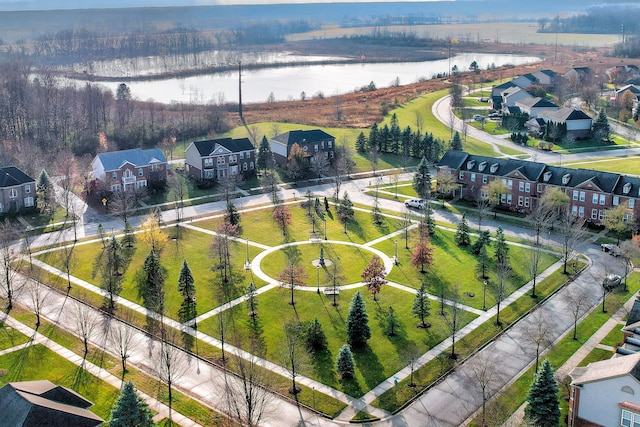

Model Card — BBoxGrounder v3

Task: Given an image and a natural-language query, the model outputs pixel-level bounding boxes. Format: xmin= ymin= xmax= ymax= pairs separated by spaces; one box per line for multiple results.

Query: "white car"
xmin=601 ymin=243 xmax=621 ymax=256
xmin=473 ymin=114 xmax=484 ymax=121
xmin=404 ymin=199 xmax=426 ymax=209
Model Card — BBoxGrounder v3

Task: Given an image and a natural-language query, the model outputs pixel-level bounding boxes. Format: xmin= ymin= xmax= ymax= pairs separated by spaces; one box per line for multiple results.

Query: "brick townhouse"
xmin=0 ymin=166 xmax=36 ymax=215
xmin=436 ymin=150 xmax=640 ymax=225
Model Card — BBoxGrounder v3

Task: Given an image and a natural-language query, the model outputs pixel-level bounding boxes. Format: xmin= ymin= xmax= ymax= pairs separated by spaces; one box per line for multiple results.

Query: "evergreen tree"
xmin=246 ymin=282 xmax=258 ymax=317
xmin=592 ymin=109 xmax=611 ymax=142
xmin=355 ymin=131 xmax=368 ymax=152
xmin=525 ymin=359 xmax=560 ymax=427
xmin=412 ymin=157 xmax=432 ymax=199
xmin=324 ymin=196 xmax=330 ymax=213
xmin=450 ymin=131 xmax=463 ymax=150
xmin=256 ymin=135 xmax=272 ymax=171
xmin=305 ymin=318 xmax=328 ymax=352
xmin=225 ymin=201 xmax=240 ymax=226
xmin=100 ymin=235 xmax=125 ymax=312
xmin=97 ymin=223 xmax=107 ymax=248
xmin=177 ymin=259 xmax=195 ymax=301
xmin=472 ymin=230 xmax=492 ymax=255
xmin=122 ymin=219 xmax=135 ymax=248
xmin=138 ymin=250 xmax=165 ymax=315
xmin=36 ymin=169 xmax=54 ymax=212
xmin=423 ymin=204 xmax=436 ymax=236
xmin=109 ymin=381 xmax=155 ymax=427
xmin=454 ymin=213 xmax=471 ymax=246
xmin=475 ymin=243 xmax=490 ymax=280
xmin=494 ymin=226 xmax=510 ymax=267
xmin=337 ymin=192 xmax=354 ymax=233
xmin=336 ymin=344 xmax=355 ymax=379
xmin=412 ymin=282 xmax=431 ymax=328
xmin=368 ymin=123 xmax=379 ymax=151
xmin=385 ymin=306 xmax=400 ymax=336
xmin=346 ymin=291 xmax=371 ymax=347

※

**Work instruction**
An exact copy of every line above is needed, without the images.

**Solution to the exercise**
Model Card — BBoxGrounder v3

Task: Given an image and a natural-language query, the model outputs pixel-level bounding boxes. Format: xmin= ymin= xmax= ymax= pairs separated by spaces; one box per line for multiple results.

Query: "white car"
xmin=601 ymin=243 xmax=621 ymax=256
xmin=473 ymin=114 xmax=484 ymax=121
xmin=404 ymin=199 xmax=426 ymax=209
Model Card — BBoxGrounder v3

Task: Given an image and a natural-language query, the model outputs pixel-level bounding boxes. Format: xmin= ymin= xmax= ymax= pairs separated by spaces; one box per line for multiple results.

Query: "brick townhouse"
xmin=0 ymin=166 xmax=36 ymax=215
xmin=436 ymin=150 xmax=640 ymax=225
Model Card — BBoxGrounder v3

Task: Given an image and a natural-language query, the model outputs pixel-level bounding boxes. Format: xmin= ymin= xmax= ymax= pairs separated by spaces; one box per line for multiple results.

Query: "evergreen tree"
xmin=246 ymin=282 xmax=258 ymax=317
xmin=592 ymin=109 xmax=611 ymax=142
xmin=355 ymin=131 xmax=368 ymax=152
xmin=525 ymin=359 xmax=560 ymax=427
xmin=412 ymin=157 xmax=432 ymax=199
xmin=324 ymin=196 xmax=330 ymax=213
xmin=450 ymin=131 xmax=463 ymax=150
xmin=256 ymin=135 xmax=272 ymax=171
xmin=305 ymin=318 xmax=328 ymax=352
xmin=225 ymin=201 xmax=240 ymax=226
xmin=100 ymin=235 xmax=125 ymax=312
xmin=97 ymin=223 xmax=107 ymax=248
xmin=177 ymin=259 xmax=195 ymax=301
xmin=472 ymin=230 xmax=492 ymax=255
xmin=122 ymin=219 xmax=135 ymax=248
xmin=138 ymin=250 xmax=165 ymax=315
xmin=36 ymin=169 xmax=54 ymax=212
xmin=423 ymin=204 xmax=436 ymax=236
xmin=109 ymin=381 xmax=155 ymax=427
xmin=454 ymin=213 xmax=471 ymax=246
xmin=475 ymin=243 xmax=490 ymax=280
xmin=494 ymin=226 xmax=510 ymax=267
xmin=337 ymin=192 xmax=354 ymax=233
xmin=336 ymin=344 xmax=355 ymax=379
xmin=412 ymin=282 xmax=431 ymax=328
xmin=368 ymin=123 xmax=379 ymax=151
xmin=385 ymin=306 xmax=400 ymax=336
xmin=346 ymin=291 xmax=371 ymax=347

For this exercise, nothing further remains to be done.